- Description of the task
Reproduce the data below line for line, without changing any character, and omit any pictures from your copy.

- Material supplied
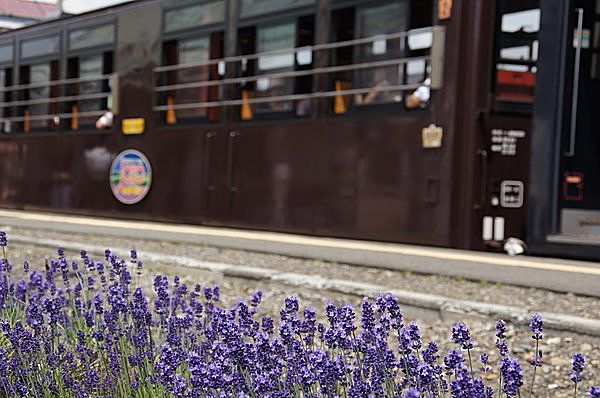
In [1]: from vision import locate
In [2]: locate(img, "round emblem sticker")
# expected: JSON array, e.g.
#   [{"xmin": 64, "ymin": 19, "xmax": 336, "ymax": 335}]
[{"xmin": 110, "ymin": 149, "xmax": 152, "ymax": 205}]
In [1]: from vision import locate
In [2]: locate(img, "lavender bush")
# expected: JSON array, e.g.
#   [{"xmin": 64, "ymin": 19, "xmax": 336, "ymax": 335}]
[{"xmin": 0, "ymin": 232, "xmax": 600, "ymax": 398}]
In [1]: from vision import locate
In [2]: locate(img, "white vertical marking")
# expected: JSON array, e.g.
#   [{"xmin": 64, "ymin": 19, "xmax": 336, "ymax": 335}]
[
  {"xmin": 494, "ymin": 217, "xmax": 504, "ymax": 240},
  {"xmin": 481, "ymin": 216, "xmax": 493, "ymax": 240}
]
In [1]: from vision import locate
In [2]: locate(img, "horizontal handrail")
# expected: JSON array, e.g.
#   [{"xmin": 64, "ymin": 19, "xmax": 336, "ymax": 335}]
[
  {"xmin": 0, "ymin": 73, "xmax": 116, "ymax": 93},
  {"xmin": 0, "ymin": 92, "xmax": 112, "ymax": 109},
  {"xmin": 154, "ymin": 56, "xmax": 431, "ymax": 92},
  {"xmin": 0, "ymin": 110, "xmax": 106, "ymax": 122},
  {"xmin": 153, "ymin": 26, "xmax": 433, "ymax": 73},
  {"xmin": 152, "ymin": 84, "xmax": 423, "ymax": 111}
]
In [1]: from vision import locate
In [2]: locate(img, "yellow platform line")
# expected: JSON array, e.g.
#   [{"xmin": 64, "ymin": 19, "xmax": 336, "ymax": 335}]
[{"xmin": 0, "ymin": 210, "xmax": 600, "ymax": 275}]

- Task result
In [1]: from vision import locate
In [2]: locate(img, "round emblem sticker")
# expected: JSON array, e.g.
#   [{"xmin": 64, "ymin": 19, "xmax": 336, "ymax": 335}]
[{"xmin": 110, "ymin": 149, "xmax": 152, "ymax": 205}]
In [1]: from vision import locate
In [2]: locate(img, "lavender bush")
# expected: JSON array, e.g.
#   [{"xmin": 64, "ymin": 19, "xmax": 336, "ymax": 335}]
[{"xmin": 0, "ymin": 232, "xmax": 600, "ymax": 398}]
In [1]: from vision import locate
In [2]: locate(img, "white vertical marking")
# expected: JSON array, e.g.
#   [{"xmin": 64, "ymin": 19, "xmax": 336, "ymax": 335}]
[
  {"xmin": 494, "ymin": 217, "xmax": 504, "ymax": 240},
  {"xmin": 481, "ymin": 216, "xmax": 493, "ymax": 240}
]
In [1]: from vision import locate
In [2]: locate(img, "horizontal handrail")
# expected: JSON array, e.g.
#   [{"xmin": 64, "ymin": 19, "xmax": 336, "ymax": 335}]
[
  {"xmin": 0, "ymin": 73, "xmax": 116, "ymax": 93},
  {"xmin": 0, "ymin": 92, "xmax": 112, "ymax": 109},
  {"xmin": 154, "ymin": 56, "xmax": 431, "ymax": 92},
  {"xmin": 0, "ymin": 110, "xmax": 106, "ymax": 122},
  {"xmin": 153, "ymin": 26, "xmax": 433, "ymax": 73},
  {"xmin": 152, "ymin": 84, "xmax": 423, "ymax": 111}
]
In [1]: from vision import locate
In [2]: locate(img, "yellow platform line")
# expected: JSON array, e.g.
#   [{"xmin": 64, "ymin": 19, "xmax": 336, "ymax": 335}]
[{"xmin": 0, "ymin": 210, "xmax": 600, "ymax": 275}]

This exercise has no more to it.